* **GIVEN REQUEST**
Quote word for word the stretch of items from the very beginning through the line that contains "(0, 0), (800, 305)", with both ends included.

* **SOURCE RECORDS**
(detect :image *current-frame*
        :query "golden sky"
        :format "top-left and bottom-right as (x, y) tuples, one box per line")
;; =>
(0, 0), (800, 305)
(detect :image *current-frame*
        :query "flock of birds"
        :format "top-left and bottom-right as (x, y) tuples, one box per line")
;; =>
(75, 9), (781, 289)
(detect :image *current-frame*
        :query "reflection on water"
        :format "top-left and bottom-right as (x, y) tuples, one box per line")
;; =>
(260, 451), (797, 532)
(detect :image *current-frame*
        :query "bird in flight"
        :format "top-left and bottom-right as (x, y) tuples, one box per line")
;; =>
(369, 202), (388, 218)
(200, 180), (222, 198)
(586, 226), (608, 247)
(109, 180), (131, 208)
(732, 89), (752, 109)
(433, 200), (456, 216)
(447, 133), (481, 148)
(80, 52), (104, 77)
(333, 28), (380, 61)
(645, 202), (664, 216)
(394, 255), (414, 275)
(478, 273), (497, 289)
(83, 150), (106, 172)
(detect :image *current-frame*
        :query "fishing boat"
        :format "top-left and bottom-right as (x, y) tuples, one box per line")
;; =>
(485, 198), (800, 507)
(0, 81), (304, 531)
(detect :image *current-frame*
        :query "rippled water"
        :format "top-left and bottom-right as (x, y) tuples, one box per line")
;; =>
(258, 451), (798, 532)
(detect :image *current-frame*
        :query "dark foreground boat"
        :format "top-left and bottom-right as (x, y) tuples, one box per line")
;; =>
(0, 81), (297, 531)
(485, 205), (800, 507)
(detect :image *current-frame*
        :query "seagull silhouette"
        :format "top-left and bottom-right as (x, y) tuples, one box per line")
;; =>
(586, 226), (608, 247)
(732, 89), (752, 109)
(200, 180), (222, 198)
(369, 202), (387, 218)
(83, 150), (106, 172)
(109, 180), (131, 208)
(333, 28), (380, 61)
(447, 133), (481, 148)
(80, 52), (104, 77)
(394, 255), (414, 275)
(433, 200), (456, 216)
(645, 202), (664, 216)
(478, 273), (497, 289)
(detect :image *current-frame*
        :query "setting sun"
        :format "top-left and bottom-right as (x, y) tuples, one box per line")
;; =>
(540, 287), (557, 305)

* **FULL OUTPUT**
(detect :image *current-frame*
        :query "golden sky"
        :format "top-left and bottom-right as (x, y) tuples, one box per line")
;; =>
(0, 0), (800, 305)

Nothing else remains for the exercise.